Show all lines containing "navy" from the data below.
◇ ◇ ◇
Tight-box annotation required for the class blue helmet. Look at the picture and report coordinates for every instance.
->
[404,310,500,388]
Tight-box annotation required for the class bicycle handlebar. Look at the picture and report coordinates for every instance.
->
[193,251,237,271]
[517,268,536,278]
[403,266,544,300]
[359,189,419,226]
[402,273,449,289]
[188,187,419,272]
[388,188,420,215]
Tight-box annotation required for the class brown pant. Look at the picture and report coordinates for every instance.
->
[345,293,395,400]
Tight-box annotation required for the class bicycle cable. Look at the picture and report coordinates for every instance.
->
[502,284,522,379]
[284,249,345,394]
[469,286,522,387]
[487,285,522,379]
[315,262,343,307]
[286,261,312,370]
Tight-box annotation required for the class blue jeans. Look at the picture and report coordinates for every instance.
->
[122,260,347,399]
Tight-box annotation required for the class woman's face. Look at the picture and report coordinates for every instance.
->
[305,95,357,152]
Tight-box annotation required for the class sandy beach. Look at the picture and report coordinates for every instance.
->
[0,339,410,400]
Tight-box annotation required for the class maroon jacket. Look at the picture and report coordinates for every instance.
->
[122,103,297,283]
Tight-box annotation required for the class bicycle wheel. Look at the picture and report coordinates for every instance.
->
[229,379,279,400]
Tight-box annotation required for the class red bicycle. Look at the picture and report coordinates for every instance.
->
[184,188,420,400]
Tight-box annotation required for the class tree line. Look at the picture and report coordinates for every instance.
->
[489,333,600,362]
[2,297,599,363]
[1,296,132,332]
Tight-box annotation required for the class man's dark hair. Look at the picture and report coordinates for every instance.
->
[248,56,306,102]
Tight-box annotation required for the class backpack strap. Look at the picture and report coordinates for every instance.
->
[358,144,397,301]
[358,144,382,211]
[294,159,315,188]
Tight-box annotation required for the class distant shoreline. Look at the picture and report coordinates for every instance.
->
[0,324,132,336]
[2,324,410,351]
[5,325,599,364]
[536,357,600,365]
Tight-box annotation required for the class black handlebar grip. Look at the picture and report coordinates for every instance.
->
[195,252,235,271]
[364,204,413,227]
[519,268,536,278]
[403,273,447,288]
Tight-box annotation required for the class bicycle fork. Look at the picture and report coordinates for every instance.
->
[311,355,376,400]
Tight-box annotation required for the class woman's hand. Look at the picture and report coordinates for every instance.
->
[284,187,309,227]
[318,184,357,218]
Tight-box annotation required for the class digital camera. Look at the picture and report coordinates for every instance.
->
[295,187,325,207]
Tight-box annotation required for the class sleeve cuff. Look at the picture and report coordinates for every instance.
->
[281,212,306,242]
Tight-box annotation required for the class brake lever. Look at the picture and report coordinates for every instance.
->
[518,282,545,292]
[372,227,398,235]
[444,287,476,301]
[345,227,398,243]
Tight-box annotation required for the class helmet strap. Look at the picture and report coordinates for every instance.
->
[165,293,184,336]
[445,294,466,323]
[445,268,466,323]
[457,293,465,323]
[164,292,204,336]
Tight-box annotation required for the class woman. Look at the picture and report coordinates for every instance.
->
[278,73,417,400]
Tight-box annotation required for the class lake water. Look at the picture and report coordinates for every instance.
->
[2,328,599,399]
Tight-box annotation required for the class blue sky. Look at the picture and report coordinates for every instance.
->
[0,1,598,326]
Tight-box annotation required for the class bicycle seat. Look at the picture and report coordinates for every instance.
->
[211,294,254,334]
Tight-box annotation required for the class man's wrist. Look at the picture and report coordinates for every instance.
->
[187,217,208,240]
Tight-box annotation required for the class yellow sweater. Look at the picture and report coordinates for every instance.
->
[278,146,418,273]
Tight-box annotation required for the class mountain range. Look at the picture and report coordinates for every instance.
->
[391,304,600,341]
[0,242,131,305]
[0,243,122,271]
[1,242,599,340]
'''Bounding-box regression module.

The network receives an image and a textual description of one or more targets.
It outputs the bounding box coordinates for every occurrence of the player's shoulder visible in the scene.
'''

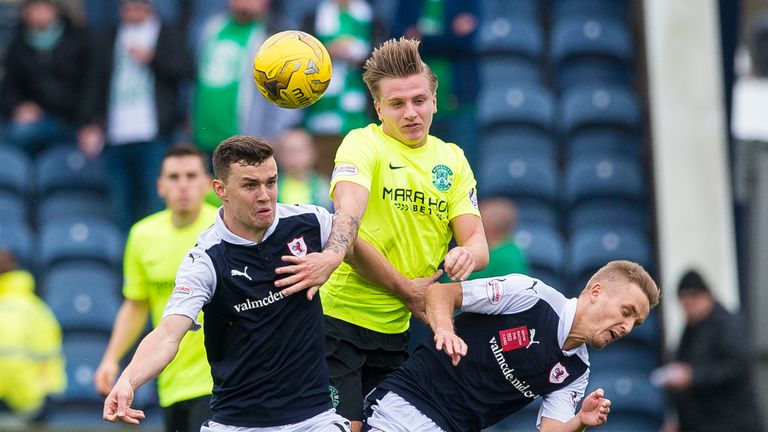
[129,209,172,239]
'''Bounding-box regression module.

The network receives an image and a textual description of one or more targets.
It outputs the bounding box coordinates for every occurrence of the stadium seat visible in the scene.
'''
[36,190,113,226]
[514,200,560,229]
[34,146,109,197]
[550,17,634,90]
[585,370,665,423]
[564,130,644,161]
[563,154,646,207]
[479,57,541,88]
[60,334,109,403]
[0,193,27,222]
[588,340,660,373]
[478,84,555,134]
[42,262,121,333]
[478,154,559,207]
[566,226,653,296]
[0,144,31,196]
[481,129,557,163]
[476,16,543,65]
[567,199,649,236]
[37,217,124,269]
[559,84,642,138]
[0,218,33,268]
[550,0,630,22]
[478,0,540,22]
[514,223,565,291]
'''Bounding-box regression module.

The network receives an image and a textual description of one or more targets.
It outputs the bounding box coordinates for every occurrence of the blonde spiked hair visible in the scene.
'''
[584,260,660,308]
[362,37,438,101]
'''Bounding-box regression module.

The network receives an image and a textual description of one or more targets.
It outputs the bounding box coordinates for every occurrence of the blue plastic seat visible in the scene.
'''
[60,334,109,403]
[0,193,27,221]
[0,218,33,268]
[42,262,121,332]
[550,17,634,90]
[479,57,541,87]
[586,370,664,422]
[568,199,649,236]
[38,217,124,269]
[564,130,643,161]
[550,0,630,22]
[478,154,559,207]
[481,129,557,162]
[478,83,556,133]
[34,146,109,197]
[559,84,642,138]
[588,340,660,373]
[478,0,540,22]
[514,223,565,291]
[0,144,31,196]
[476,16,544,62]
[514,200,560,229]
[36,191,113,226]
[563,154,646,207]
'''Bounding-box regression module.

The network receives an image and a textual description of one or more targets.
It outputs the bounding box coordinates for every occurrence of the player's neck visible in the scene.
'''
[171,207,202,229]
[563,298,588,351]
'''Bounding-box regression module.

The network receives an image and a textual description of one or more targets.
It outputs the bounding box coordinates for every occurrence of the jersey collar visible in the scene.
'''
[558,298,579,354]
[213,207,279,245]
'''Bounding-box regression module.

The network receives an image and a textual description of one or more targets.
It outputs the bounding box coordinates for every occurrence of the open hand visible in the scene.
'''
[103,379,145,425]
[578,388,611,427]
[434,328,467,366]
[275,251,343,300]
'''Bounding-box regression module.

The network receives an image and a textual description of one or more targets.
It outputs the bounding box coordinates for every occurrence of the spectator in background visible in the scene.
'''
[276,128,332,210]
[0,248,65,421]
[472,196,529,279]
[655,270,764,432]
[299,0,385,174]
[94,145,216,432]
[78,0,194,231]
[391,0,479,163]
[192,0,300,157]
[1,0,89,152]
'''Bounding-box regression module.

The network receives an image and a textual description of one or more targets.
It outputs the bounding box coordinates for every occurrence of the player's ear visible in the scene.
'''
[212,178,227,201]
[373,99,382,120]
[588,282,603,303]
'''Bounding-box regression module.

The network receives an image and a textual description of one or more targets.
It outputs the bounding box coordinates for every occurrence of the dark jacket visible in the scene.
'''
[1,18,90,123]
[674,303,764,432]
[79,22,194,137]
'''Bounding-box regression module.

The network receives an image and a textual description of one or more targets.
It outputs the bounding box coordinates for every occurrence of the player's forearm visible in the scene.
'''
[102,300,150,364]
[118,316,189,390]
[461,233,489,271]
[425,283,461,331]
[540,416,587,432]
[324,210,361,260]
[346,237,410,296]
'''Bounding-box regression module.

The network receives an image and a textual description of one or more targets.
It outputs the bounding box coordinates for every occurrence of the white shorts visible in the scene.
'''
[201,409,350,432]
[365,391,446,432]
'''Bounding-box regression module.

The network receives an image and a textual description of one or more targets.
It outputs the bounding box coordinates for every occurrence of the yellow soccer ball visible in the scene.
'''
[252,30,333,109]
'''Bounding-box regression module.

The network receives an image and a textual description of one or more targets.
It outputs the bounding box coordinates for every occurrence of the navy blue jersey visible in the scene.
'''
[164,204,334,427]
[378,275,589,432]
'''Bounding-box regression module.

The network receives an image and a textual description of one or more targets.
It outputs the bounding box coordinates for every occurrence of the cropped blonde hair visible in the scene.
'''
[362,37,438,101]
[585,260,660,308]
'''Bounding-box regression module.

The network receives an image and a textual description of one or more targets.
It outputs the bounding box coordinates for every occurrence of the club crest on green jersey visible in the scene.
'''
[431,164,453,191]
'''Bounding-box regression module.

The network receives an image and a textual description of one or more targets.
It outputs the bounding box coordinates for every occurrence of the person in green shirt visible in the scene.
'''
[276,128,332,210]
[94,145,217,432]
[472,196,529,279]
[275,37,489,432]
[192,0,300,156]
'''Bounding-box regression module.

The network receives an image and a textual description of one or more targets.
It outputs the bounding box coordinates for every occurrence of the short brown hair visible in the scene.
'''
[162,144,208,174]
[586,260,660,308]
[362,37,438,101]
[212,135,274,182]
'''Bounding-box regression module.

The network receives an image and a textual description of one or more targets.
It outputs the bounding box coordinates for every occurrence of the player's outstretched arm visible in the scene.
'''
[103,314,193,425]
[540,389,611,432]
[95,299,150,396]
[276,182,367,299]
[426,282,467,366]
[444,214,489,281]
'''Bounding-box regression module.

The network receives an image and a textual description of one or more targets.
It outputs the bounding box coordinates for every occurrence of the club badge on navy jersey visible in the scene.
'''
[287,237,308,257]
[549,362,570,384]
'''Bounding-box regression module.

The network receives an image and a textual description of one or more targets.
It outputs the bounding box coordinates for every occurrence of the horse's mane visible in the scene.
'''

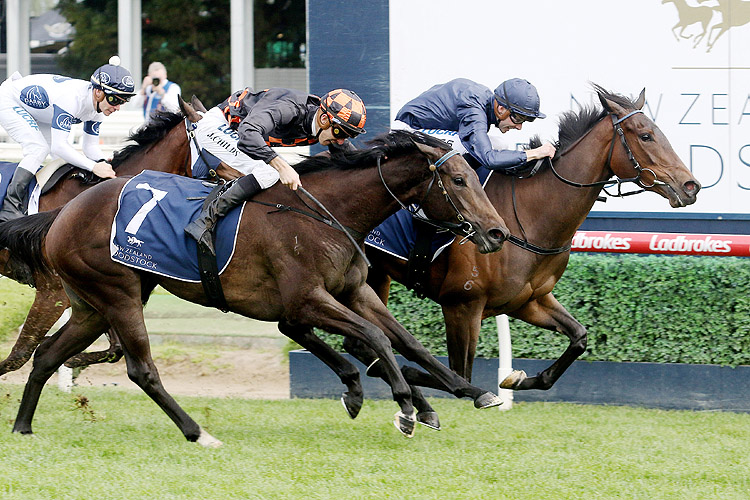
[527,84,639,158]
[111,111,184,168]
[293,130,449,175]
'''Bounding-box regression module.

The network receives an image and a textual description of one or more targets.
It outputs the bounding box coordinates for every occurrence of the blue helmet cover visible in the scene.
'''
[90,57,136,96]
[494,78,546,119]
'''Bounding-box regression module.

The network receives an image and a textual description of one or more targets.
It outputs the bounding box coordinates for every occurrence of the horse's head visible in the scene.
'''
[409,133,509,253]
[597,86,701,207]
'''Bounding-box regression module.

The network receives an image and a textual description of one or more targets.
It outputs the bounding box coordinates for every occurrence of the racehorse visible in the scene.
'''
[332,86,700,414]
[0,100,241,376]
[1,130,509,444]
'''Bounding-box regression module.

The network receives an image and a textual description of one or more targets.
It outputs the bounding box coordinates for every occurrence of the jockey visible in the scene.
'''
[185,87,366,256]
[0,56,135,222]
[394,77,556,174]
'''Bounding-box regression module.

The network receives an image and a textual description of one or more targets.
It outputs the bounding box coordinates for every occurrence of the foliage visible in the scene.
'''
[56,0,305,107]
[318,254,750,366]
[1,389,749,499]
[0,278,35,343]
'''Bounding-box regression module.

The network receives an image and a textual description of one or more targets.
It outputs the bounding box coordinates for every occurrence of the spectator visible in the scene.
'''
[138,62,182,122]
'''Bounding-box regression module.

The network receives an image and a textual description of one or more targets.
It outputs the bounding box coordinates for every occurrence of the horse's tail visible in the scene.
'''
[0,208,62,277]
◇ ◇ ◇
Written reply |
It outputs the bounding box coordinates for every occurrence of the navy blue jersey visible in the scene.
It outputs the bounding box coordinates for every occurrence of the club badge on navy jersey visible in the scene.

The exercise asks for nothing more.